**What to work on**:
Format every line of the items below as a Markdown table with the columns No. and Line, numbering each row and skipping blank lines.

┌─ The data

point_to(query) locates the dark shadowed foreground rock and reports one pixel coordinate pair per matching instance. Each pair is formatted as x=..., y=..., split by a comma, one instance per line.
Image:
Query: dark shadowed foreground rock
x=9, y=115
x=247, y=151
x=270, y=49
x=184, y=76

└─

**Full output**:
| No. | Line |
|---|---|
| 1 | point_to(query) locates the dark shadowed foreground rock and reports one pixel coordinate pair per matching instance. Each pair is formatted as x=..., y=..., split by a comma, one instance per line. |
| 2 | Image: |
| 3 | Query: dark shadowed foreground rock |
| 4 | x=9, y=115 |
| 5 | x=247, y=151 |
| 6 | x=270, y=49 |
| 7 | x=184, y=76 |